### CONSIGNE
Recopiez fidèlement le passage de l'extrait sur les commentaires de blog qui va de « S'ils sont systématiquement » jusqu'à « élogieux et flatteur. » inclus.

### EXTRAIT PROPOSÉ

_ _ _

Pour rebondir sur le danger des commentaires, je dirais que quand on écrit, y compris sur du papier, on s'adresse quand même & toujours à quelqu'un, quel que soit le type ou le genre du texte. Or ce quelqu'un est, hélas ou non, toujours absent (dieu caché ?) Et je trouve que la spécificité du blog, c'est que ce quelqu'un y devient tout à coup réactif. En quantité (stats) et en qualité (pertinence ou non des commentaires, par exemple). Et je crois que le vrai intérêt et le vrai danger de l'écriture du blog se situent là : ne pas trop se laisser déranger ou séduire (vis à vis du projet initial) par ce(s)lecteur(s) soudain bien plus réactif(s) que ne l'est le "lector in fabula" des livres de papier qui ne laisse jamais de commentaires..

Écrit par : solko | 22/06/2009

Oui, c'est exactement cela. D'un côté on est content de les avoir, ces commentaires, c'est une richesse. Et de l'autre cela risque de distraire du travail en cours.

S'ils n'apportent rien, ils sont inutiles (ce n'est alors que du bavardage)

S'ils sont trop élogieux (ce qu'on aime bien aussi, il faut l'avouer), on risque de se prendre au sérieux.

S'ils sont systématiquement négatifs ou tournent tout en conflit, ils sont à proscrire.

S'ils font des remarques pertinentes, il faut savoir les écouter.

Quant à l'écrivain qui sort un livre, il n'a pas vraiment de réaction de ses lecteurs.
Le chiffre des ventes? Ce n'est pas une preuve de la qualité du livre.
Les commentaires lors d'une séance de signature? C'est forcément élogieux et flatteur.

_ _ _

Lignes du jeu de données:
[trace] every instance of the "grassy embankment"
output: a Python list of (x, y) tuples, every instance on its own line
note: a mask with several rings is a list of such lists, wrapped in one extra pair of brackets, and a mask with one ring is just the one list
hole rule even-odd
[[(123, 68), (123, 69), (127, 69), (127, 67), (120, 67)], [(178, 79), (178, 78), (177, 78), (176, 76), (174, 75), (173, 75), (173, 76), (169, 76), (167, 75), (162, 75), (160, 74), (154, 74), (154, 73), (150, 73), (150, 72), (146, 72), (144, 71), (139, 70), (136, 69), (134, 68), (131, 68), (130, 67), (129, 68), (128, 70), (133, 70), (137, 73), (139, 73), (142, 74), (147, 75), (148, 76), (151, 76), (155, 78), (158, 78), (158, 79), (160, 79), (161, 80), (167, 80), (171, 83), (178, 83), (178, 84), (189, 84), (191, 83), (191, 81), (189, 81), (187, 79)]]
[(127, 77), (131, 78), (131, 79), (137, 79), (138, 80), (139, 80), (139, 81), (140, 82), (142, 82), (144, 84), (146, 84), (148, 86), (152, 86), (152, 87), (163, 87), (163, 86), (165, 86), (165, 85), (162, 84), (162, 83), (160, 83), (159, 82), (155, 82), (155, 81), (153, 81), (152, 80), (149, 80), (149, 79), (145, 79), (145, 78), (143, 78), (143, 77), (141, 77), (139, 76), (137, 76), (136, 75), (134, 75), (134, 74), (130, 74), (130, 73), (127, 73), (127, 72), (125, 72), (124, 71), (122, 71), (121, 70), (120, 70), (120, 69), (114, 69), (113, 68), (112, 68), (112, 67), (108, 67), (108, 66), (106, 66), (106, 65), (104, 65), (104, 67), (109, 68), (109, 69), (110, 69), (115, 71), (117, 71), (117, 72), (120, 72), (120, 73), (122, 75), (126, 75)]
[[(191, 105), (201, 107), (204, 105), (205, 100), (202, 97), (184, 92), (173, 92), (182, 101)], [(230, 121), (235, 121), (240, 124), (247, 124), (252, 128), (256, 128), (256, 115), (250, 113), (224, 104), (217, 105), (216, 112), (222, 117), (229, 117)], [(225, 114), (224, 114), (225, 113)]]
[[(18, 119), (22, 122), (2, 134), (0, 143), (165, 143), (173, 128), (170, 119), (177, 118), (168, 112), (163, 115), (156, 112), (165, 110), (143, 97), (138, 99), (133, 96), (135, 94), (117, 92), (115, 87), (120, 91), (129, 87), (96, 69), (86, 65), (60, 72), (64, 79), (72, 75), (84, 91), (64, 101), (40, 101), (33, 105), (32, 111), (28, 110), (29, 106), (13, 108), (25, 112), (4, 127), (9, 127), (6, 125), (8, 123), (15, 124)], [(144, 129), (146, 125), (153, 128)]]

_ _ _

### RÉPONSE ATTENDUE
S'ils sont systématiquement négatifs ou tournent tout en conflit, ils sont à proscrire.

S'ils font des remarques pertinentes, il faut savoir les écouter.

Quant à l'écrivain qui sort un livre, il n'a pas vraiment de réaction de ses lecteurs.
Le chiffre des ventes? Ce n'est pas une preuve de la qualité du livre.
Les commentaires lors d'une séance de signature? C'est forcément élogieux et flatteur.